PAGE TEXT:
● ● ● ● ●
Of course in Joan's case there was a limit to what he would do. Sadly I watched the Carson Episode with Joan coming on to tout her first book, and they reminisced about how she first was on his show so long ago, and she actually dedicated her book to him.
by Anonymous | reply 33 | December 14, 2023 2:56 PM |
I'm so old I can remember my mother kvetching about what a come-down Johnny was from Jack Paar, who my parents revered and watched nightly. I think that was the general opinion from critics and audiences at the time, at least in Johnny's first year when The Tonight Show was still coming from NY.
Jack wasn't a comedian but was a brilliant conversationalist, a keen observer of human foibles (and show biz shenanigans and politics) and he had incredible taste in choosing guests, many of whom were mostly famous for their sophisticated and not so sophisticated wit. Everyone from Peter Ustinov to Zsa Zsa Gabor to Charley Weaver to Dody Goodman were at their funniest simply chatting up Jack Paar. Guests didn't come on his show to plug a movie or TV show, they came to talk.
It took Johnny awhile to find his own groove.
● ● ● ● ●
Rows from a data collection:
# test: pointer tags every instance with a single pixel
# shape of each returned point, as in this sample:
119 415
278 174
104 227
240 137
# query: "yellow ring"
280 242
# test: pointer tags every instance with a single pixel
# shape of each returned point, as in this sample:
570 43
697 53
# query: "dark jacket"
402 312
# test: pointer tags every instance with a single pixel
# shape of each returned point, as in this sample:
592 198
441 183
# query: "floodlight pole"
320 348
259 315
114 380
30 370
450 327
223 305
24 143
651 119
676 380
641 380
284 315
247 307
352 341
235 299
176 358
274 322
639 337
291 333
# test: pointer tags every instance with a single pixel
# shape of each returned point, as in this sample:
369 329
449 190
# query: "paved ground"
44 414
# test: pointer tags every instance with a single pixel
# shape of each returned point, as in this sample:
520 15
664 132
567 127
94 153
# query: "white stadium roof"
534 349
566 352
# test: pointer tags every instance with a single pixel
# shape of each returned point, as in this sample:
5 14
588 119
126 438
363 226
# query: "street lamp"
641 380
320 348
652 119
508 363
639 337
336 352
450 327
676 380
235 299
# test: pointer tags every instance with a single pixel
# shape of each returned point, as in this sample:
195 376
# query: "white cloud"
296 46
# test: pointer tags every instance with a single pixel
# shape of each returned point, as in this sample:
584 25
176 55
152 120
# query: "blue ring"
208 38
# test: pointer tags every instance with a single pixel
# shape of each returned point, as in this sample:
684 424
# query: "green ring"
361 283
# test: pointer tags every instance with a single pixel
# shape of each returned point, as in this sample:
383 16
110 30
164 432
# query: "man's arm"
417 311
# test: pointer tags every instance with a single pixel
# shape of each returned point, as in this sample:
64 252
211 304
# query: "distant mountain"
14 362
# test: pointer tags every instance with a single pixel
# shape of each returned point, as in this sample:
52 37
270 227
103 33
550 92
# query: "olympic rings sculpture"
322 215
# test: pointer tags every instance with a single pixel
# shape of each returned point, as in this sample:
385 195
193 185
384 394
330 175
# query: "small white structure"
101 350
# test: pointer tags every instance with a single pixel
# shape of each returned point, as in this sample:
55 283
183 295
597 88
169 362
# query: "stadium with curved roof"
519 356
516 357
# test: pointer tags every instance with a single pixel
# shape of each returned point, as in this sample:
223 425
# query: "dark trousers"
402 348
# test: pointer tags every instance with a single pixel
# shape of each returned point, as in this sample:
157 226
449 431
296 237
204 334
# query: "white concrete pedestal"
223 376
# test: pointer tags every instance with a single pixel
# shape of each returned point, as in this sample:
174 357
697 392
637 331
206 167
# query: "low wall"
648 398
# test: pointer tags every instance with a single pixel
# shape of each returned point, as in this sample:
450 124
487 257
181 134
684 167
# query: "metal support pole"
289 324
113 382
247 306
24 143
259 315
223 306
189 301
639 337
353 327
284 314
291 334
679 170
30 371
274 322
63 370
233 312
● ● ● ● ●
SET EXERCISE A:
According to the Tonight Show comments, are these statements true? Answer yes or no for each, quoting the words that decide it. (i) The writer's parents watched Jack Paar every night. (ii) Jack Paar was a comedian. (iii) Guests appeared on Paar's show to promote their movies.
SET EXERCISE B:
In the Tonight Show comments, where was The Tonight Show still coming from during Johnny's first year?
SET EXERCISE C:
Extend the Tonight Show comments, picking up after their final sentence.
The rows aren't needed for anything here.

FINAL RESULT A:
(i) Yes: "who my parents revered and watched nightly." (ii) No: "Jack wasn't a comedian but was a brilliant conversationalist." (iii) No: "Guests didn't come on his show to plug a movie or TV show, they came to talk."

FINAL RESULT B:
From NY.

FINAL RESULT C:
by Anonymous | reply 34 | December 14, 2023 3:32 PM |
How embarrassing for you r25
by Anonymous | reply 35 | December 14, 2023 6:19 PM |
Johnny almost never told political jokes in the monologue. His attitude was simple: "Why piss off half the audience before the show starts?"
Steve Allen, whose "Tonight With Steve Allen" show preceded both Paar and Carson had a better theme song: "This Could Be the Start of Something" which he wrote.
by Anonymous | reply 36 | December 14, 2023 6:35 PM |
I would imagine anyone under 40 (and maybe many under 50) wouldn't know or care who Johnny Carson was.
by Anonymous | reply 37 | December 15, 2023 12:56 AM |
My first (very vague) memory of an “outside” event is - as a not yet 3-year old - of Jack Paar walking off the Tonight Show.
by Anonymous | reply 38 | December 15, 2023 6:27 AM |
[quote]I'm so old I can remember my mother kvetching about what a come-down Johnny was from Jack Paar, who my parents revered and watched nightly. I think that was the general opinion from critics and audiences at the time, at least in Johnny's first year when The Tonight Show was still coming from NY.
Paar had his regular guests. One of which was Jonathan Winters.
I was maybe 8 years old, but I remember watching this. Hilarious: "They know in the forest!"
by Anonymous | reply 39 | December 15, 2023 6:43 AM |
My grandfather (long before I was born and when my mother was young) always said to my mother, that Johnny Carson was the foremost trendsetter in men's formalwear - especially neckties. If Carson wore a thick '70s necktie, everyone went out and got one like his. Only later on in the 1970s he would introduce his very own and somewhat successful Johnny Carson formalwear line.
by Anonymous | reply 40 | December 15, 2023 7:12 AM |
As a child I loved the segments with quirky guests…Jack Hanna, the bird callers, and the potato chip lady!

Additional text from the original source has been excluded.